Exercise brief -
Return the lines from the start of the source data through the line containing "(1146, 605)", with that line included, unchanged.
──────── The records
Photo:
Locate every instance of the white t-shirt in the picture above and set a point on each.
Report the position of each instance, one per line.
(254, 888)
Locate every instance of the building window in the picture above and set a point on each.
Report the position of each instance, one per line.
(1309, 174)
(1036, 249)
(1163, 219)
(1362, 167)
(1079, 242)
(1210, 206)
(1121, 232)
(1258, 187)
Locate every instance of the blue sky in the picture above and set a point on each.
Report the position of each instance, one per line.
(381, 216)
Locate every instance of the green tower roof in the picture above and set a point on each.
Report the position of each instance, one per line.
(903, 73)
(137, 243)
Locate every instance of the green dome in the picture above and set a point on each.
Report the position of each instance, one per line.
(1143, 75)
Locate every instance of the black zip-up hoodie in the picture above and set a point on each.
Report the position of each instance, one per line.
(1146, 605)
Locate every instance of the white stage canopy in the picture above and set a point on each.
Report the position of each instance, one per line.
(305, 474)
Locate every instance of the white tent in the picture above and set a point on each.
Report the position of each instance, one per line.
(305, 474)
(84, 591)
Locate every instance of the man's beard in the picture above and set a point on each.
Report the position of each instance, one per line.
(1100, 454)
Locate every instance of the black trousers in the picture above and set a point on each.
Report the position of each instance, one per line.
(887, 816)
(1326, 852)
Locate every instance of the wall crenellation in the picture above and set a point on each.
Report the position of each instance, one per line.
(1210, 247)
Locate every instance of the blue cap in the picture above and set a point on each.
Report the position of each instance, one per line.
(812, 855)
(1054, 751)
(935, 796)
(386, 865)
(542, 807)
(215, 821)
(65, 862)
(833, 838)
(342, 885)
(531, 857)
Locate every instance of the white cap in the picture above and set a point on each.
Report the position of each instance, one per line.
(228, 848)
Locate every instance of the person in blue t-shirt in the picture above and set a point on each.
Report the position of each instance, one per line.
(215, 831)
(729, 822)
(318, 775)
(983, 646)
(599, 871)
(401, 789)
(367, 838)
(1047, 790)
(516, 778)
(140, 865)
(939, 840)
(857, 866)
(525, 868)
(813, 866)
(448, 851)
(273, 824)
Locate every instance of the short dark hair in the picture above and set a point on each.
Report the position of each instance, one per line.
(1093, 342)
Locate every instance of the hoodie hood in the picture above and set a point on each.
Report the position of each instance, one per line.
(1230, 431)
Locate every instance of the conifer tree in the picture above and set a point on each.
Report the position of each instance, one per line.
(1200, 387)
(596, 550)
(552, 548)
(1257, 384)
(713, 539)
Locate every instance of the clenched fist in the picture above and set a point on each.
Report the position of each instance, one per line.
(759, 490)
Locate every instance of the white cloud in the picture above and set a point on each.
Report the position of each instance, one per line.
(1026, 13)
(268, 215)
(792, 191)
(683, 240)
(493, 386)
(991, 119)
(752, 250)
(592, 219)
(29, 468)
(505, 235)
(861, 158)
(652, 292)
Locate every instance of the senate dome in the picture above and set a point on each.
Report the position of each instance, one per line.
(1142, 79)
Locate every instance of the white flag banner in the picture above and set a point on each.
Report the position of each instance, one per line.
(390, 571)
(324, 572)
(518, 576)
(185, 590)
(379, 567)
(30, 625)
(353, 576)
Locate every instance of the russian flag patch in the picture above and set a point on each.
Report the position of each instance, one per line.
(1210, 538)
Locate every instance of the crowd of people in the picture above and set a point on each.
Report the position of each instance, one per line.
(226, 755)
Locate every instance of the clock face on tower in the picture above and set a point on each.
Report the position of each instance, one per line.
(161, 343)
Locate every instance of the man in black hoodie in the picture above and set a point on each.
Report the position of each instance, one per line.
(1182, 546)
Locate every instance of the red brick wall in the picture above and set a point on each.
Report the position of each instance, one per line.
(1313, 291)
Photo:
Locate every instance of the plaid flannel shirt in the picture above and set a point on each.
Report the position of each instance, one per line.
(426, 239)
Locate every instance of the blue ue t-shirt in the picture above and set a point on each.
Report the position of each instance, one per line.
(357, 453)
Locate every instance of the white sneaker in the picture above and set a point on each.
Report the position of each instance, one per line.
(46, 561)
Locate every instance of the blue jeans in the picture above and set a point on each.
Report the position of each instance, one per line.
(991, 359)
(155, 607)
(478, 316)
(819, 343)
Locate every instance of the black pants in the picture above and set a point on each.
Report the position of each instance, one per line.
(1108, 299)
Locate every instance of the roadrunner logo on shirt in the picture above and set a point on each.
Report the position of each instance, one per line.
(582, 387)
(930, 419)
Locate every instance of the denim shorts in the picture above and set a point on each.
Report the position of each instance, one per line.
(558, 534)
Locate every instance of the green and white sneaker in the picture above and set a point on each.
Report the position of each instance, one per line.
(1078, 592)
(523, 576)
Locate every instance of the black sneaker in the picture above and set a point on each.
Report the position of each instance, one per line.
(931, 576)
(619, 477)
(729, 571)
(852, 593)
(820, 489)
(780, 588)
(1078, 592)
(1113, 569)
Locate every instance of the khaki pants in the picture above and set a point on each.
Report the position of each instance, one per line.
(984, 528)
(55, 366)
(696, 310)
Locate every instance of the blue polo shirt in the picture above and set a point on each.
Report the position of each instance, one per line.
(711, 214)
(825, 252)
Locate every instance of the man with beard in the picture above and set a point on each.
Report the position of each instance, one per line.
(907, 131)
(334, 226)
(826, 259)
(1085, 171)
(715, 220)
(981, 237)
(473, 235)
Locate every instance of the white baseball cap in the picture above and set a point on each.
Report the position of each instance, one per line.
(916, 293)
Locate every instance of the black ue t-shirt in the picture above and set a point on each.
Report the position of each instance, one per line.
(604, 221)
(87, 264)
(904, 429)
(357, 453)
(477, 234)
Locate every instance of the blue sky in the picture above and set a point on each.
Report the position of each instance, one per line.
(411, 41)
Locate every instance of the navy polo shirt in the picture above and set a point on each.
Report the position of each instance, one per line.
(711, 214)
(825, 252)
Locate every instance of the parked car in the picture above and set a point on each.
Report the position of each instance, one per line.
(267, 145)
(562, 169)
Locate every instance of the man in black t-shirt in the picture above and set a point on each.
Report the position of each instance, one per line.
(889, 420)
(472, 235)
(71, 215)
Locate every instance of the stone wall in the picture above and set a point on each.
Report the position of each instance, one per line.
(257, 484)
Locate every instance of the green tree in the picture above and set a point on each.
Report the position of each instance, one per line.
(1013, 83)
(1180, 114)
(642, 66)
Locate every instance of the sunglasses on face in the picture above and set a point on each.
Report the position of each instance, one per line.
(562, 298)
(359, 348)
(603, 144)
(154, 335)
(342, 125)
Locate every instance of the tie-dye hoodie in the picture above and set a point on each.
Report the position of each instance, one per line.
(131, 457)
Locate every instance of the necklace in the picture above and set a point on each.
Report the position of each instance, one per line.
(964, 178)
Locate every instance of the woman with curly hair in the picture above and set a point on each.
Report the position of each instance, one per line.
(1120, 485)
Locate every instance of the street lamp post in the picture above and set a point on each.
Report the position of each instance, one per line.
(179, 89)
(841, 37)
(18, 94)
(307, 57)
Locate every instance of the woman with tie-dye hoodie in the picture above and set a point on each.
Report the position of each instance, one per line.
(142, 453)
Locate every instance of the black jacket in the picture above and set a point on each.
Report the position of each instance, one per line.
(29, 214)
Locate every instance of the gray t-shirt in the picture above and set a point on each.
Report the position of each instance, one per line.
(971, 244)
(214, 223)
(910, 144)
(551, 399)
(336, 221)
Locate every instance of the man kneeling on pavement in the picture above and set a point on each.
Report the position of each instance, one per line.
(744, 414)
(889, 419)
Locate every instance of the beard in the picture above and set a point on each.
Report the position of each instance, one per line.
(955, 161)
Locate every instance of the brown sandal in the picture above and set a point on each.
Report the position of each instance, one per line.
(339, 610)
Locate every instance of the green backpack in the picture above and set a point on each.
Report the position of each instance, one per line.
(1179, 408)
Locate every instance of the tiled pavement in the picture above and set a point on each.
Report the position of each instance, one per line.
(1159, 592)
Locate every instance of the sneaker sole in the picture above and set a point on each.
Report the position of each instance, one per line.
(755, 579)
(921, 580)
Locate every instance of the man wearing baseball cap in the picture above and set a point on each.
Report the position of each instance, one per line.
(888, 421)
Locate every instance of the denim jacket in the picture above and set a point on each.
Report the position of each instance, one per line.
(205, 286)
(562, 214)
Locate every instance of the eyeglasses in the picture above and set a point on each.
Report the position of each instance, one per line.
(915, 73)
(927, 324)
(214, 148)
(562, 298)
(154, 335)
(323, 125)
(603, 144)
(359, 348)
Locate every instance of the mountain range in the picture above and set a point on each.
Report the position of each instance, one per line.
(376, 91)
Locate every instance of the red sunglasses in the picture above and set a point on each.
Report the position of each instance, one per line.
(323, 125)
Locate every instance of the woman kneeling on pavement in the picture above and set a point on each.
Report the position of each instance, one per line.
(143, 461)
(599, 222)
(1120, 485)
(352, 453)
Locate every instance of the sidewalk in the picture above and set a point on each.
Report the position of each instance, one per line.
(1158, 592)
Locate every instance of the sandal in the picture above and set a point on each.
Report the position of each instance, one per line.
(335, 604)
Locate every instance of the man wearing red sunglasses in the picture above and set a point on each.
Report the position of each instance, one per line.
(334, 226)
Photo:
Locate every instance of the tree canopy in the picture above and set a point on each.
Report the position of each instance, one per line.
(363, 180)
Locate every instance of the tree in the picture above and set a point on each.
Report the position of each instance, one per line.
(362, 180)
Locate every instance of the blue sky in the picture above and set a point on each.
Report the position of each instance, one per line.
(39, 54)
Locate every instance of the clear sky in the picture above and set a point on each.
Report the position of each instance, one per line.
────────────────
Solution to this exercise -
Photo:
Locate every instance of the white t-shirt in the picture above and set a point on each.
Report the position of each instance, one per line.
(254, 888)
Locate every instance of the building window in the picture above and set a point on each.
Report the position of each instance, one per line.
(1309, 174)
(1036, 249)
(1163, 219)
(1362, 167)
(1079, 242)
(1210, 206)
(1121, 232)
(1258, 187)
Locate every instance of the blue sky in the picture above and set a point on each.
Report the position of each instance, one per line.
(381, 216)
Locate every instance of the green tower roof in the picture above and set a point on each.
Report the position of each instance, one per line.
(903, 73)
(137, 243)
Locate every instance of the green dome in the picture above and set a point on each.
Report the position of each instance, one per line.
(1143, 75)
Locate every instance of the black zip-up hoodie in the picture above and set a point on each.
Report the position of each instance, one per line.
(1146, 605)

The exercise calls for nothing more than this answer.